(GIVEN PASSAGE)

At school, most of us dream of a career that’s not only fulfilling but financially rewarding too. But while a handful of lucky souls will climb the greasy pole of success, most of us will be content with a job that pays the bills while we daydream what might have been if only we’d concentrated a bit more in lessons.
Just to make you feel even better about that ‘meh’ pay cheque, here’s what you could be earning instead.
It’s official: out of nearly 500 jobs listed by the Office for National Statistics (ONS), chief execs and other senior officials take home the biggest pay packets.
Figures are based on mean full-time earnings for the year ending April 2019 and also take into account ‘outliers’ who earn enough big bucks to sway the overall figure (lucky them). In the interests of not getting too carried away, we’ve also included median salaries (in brackets) to give a more accurate picture of what people are taking home.
1. Chief executives and senior officials: £156,209 (£97,708)
2. Air traffic controllers: £93,955 (£94,431)
3. Marketing and sales directors: £93,372 (£80,411)
4. Legal professionals: £90,791 (£74,701)
5. Financial managers and directors: £87,855 (£66,353)
6. Aircraft pilots and flight engineers: £86,204 (£78,570)
7. Dental practitioners: £82,839 (no data available)
8. Transport associate professionals: £80,166 (£78,992)
9. Functional managers and directors: £79,807 (£62,595)
10. Medical practitioners: £79,767 (£72,019)
According to the stats, the enigmatically titled ‘collector salespersons’ (in plain English, door to door sellers) enjoyed a 32% pay increase from 2018 to 2019. The next closest rise was for railway workers like signal operators, who saw mean salaries rise by 25%. Driving instructors were also winners, with a 22% salary boost.
Sadly, rag trade workers specialising in embroidery, sewing or manufacturing saw a 19% fall in mean earnings. Police community support officers also didn’t have much to celebrate, as average salaries dipped 12%.
And it was no change at all for just two groups of workers: transport managers and IT operations technicians, who took away mean earnings of £45,993 and £34,169 respectively.
Bar staff might serve bottles of Cristal but it is far from a champagne lifestyle, with a (literally) mean salary of £16,055 – the lowest of all the jobs with recorded data.
Faring slightly better were waiters and waitresses (earning £16,286), kitchen staff (£16,604), leisure and theme park workers (£16,766) and educational support assistants (£17,170).

(End GIVEN PASSAGE)
(INFORMATION)

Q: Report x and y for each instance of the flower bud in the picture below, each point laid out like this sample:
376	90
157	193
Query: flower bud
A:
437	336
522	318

(End INFORMATION)
(INFORMATION)

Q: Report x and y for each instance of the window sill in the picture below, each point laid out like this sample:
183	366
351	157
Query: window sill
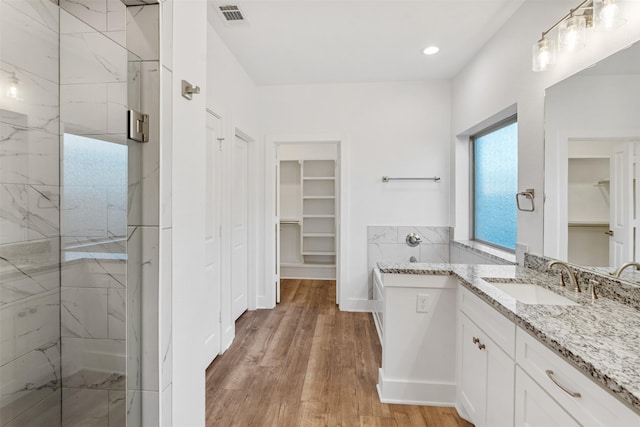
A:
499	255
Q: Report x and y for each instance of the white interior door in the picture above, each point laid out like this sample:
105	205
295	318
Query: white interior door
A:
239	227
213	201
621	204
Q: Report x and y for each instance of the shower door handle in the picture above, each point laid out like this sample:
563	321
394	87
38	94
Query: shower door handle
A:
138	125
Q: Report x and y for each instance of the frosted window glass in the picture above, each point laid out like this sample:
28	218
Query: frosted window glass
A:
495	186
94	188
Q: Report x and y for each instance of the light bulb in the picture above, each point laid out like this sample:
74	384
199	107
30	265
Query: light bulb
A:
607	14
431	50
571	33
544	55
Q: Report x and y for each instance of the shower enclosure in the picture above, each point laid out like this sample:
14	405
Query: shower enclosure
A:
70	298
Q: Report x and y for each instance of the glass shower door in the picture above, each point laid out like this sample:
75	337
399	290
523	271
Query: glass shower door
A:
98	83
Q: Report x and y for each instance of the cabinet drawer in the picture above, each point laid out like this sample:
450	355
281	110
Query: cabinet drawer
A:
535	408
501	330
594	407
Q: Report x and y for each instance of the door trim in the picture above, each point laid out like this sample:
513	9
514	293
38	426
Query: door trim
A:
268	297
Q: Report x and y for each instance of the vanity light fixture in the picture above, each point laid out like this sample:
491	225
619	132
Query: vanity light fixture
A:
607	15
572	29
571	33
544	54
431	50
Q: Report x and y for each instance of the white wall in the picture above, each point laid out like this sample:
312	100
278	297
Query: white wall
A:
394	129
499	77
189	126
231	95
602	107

(End INFORMATION)

WHAT YOU NEED TO DO
From the article on UK salaries above, reproduce word for word the passage starting at "2. Air traffic" and ending at "practitioners: £79,767 (£72,019)".

EXPECTED ANSWER
2. Air traffic controllers: £93,955 (£94,431)
3. Marketing and sales directors: £93,372 (£80,411)
4. Legal professionals: £90,791 (£74,701)
5. Financial managers and directors: £87,855 (£66,353)
6. Aircraft pilots and flight engineers: £86,204 (£78,570)
7. Dental practitioners: £82,839 (no data available)
8. Transport associate professionals: £80,166 (£78,992)
9. Functional managers and directors: £79,807 (£62,595)
10. Medical practitioners: £79,767 (£72,019)